Reading text:
= = = = = = =
Let me take a look (although I think Jeff might be of more help with this error)
Hmm. I'm getting a different error. Are bin/clockwork_testscript.h
and bin/clockwork_testscript.cpp
generated when you run-clockwork
?
I've seen several different errors depending on the order in which I call the make commands.
Yes I see bin/clockwork_testscript.h
and bin/clockwork_testscript.cpp
in bin
after I run make run-clockwork
.
The other error I sometimes get is:
[INFO] Module.compile(): clockwork_source_name = ./bin/maxpool_clockwork.cpp
creating file from name: maxpool
[INFO] Module.compile(): clockwork header file = ./bin/maxpool.h
creating file from name: maxpool
outputting clockwork target named maxpool
Error at ../../../../distrib/tools/GenGen.cpp:4:
Can't represent an integer with this many bits in C: (void *)
../../hw_support/hardware_targets.mk:132: recipe for target 'bin/maxpool_memory.cpp' failed
make: *** [bin/maxpool_memory.cpp] Aborted (core dumped)
make: *** Deleting file 'bin/maxpool_memory.cpp'
What error are you seeing?
Ah! that's the error I'm getting. I'm tracing it now
I just pushed a temporary fix to this maxpool_example
branch. can you pull this and try again?
@thenextged trying now.
@jeffsetter The _hls_target
ProducerConsumer is getting inserted at the wrong place in this app. The outer loop level is outside the _hls_target
PC node (which should never happen). I think the right thing to do is to make sure that the _hls_target
PC node is the first child of the output function's PC node
For now, I went back to using the name hw_output
as the accelerator boundary
@thenextged is there an issue with the way the app itself is written that I could fix? Or is the problem in code generation?
@thenextged just finished running and comparing max pool and they diff
the same. Thank you!
Great! I think the app's Halide code is fine. The codegen fix shouldn't be too bad (I'll let Jeff comment on that)
= = = = = = =
Problems and tasks:
A: Extract from the forum thread about the maxpool build error the passage that starts at the words "Ah! that's the" and ends after the words "comment on that)".
B: Continue the forum thread about the maxpool build error with the next post after its last message.

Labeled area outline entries
= = = = = = =
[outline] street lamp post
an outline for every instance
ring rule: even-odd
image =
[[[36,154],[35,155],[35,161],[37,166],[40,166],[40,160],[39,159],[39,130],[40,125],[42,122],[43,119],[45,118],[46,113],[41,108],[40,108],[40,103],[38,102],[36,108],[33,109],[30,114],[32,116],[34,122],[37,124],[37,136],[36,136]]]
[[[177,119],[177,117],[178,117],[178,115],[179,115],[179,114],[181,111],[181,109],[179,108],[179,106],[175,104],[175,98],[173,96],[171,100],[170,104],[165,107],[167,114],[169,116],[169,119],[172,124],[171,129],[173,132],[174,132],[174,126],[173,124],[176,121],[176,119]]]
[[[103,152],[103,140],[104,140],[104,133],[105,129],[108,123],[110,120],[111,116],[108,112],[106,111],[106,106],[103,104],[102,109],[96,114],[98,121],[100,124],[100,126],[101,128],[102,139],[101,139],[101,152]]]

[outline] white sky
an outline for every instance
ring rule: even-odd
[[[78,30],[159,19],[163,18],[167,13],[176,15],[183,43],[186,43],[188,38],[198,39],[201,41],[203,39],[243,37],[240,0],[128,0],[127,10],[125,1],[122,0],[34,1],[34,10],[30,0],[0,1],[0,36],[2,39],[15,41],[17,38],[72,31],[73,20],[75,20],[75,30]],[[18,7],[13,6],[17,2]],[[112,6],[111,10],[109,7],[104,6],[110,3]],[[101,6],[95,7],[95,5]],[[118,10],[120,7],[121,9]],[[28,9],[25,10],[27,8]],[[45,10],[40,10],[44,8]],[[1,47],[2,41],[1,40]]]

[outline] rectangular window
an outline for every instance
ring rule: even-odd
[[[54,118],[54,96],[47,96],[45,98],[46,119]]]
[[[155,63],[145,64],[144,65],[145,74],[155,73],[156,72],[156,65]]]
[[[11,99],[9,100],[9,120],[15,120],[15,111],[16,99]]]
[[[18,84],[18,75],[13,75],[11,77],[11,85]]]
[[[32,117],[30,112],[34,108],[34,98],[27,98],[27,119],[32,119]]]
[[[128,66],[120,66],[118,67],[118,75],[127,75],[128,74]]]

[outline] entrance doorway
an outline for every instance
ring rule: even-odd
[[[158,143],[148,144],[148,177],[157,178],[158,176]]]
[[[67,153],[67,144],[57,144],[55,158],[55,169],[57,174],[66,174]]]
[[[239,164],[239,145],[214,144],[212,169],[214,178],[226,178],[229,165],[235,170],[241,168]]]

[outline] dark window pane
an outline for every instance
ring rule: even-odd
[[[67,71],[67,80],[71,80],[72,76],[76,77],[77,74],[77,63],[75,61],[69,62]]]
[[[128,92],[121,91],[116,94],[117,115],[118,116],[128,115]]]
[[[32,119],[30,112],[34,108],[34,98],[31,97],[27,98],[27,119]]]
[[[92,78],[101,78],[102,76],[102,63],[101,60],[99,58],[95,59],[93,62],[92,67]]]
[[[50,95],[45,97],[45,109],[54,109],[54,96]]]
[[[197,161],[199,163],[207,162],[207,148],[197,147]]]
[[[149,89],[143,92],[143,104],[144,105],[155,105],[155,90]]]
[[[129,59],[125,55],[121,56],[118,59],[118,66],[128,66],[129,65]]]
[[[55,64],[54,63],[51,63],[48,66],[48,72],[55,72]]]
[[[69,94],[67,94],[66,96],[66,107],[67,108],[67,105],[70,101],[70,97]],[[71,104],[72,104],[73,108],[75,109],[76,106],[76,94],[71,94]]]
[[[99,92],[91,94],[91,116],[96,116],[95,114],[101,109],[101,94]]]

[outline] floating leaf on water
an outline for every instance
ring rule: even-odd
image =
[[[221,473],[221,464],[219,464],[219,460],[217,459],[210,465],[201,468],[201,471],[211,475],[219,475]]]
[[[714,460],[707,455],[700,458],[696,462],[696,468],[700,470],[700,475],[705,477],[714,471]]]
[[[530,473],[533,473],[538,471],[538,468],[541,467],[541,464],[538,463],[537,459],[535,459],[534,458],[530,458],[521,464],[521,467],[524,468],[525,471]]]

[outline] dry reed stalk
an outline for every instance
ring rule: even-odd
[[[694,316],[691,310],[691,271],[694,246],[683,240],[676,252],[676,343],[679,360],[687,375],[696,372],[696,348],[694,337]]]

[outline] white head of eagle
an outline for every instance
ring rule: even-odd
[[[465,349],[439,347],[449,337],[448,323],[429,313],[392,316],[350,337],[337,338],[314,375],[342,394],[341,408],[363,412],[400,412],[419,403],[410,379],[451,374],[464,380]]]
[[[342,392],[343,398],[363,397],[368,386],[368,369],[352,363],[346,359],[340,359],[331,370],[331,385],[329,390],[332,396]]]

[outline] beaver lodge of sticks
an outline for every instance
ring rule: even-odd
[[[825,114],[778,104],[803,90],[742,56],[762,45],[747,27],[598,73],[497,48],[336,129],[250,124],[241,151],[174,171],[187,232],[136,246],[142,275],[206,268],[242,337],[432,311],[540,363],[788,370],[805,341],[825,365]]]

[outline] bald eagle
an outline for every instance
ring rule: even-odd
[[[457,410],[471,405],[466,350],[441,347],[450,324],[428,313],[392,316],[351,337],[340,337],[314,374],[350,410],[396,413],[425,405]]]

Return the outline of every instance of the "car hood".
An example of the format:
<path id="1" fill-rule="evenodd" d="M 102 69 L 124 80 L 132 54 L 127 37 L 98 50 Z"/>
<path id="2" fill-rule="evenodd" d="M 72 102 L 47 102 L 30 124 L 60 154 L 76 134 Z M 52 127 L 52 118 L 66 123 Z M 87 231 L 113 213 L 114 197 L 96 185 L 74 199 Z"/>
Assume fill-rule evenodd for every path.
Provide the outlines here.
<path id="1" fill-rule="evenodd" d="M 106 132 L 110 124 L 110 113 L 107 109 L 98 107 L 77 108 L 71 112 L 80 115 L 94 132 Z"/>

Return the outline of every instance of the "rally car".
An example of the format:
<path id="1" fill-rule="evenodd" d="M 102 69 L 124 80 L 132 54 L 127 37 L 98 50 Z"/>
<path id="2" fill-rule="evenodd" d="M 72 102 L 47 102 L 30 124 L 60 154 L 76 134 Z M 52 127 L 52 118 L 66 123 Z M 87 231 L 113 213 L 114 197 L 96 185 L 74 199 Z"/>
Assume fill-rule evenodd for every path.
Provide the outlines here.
= = = = = = =
Answers to the tasks:
A:
Ah! that's the error I'm getting. I'm tracing it now
I just pushed a temporary fix to this maxpool_example
branch. can you pull this and try again?
@thenextged trying now.
@jeffsetter The _hls_target
ProducerConsumer is getting inserted at the wrong place in this app. The outer loop level is outside the _hls_target
PC node (which should never happen). I think the right thing to do is to make sure that the _hls_target
PC node is the first child of the output function's PC node
For now, I went back to using the name hw_output
as the accelerator boundary
@thenextged is there an issue with the way the app itself is written that I could fix? Or is the problem in code generation?
@thenextged just finished running and comparing max pool and they diff
the same. Thank you!
Great! I think the app's Halide code is fine. The codegen fix shouldn't be too bad (I'll let Jeff comment on that)

B:
To adjust the loops, you can use hw_output.reorder(xi, yi, c, xo, yo)
This moves the loops so that the channel loop is within the accelerator (which includes loops between xi
and xo
.
Patch that evaluates correctly is:
index e2238b484..390c303db 100644
--- a/apps/hardware_benchmarks/apps/max_pool_2x2/maxpool_generator.cpp
+++ b/apps/hardware_benchmarks/apps/max_pool_2x2/maxpool_generator.cpp
@@ -77,6 +77,7 @@ public:
hw_output
.tile(x, y, xo, yo, xi, yi, imgSize, imgSize)
+ .reorder(xi, yi, c, xo, yo)
.hw_accelerate(xi, xo);
pooled.compute_at(hw_output, xo);
diff --git a/src/CodeGen_RDAI.cpp b/src/CodeGen_RDAI.cpp
index f102879e5..b7e658b66 100644
--- a/src/CodeGen_RDAI.cpp
+++ b/src/CodeGen_RDAI.cpp
@@ -163,7 +163,8 @@ void CodeGen_RDAI::visit(const Call *op) {
}
void CodeGen_RDAI::visit(const ProducerConsumer *op) {
- string target_prefix = "hw_output";
+ //string target_prefix = "hw_output";
+ string target_prefix = "_hls_target";
if(starts_with(op->name, target_prefix) && op->is_producer) {
Stmt hw_body = substitute_in_all_letstmts(op->body);
@jeffsetter both of these loop nests should be valid 1: (xi, yi, xo, yo, c) and 2: (xi, yi, c, xo, yo))
right? I think if we make sure that all For
nodes in-between hw_output
and _hls_target
PC nodes are moved inside the _hls_target
PC node, then all will be good. Otherwise, we're limiting ourselves in terms of schedules
Yea I think both loop nests should be allowed. If you want to have all of the loops done on the accelerator you can include hw_accelerate(xi, c)
with reorder(xi, yi, xo, yo, c)
.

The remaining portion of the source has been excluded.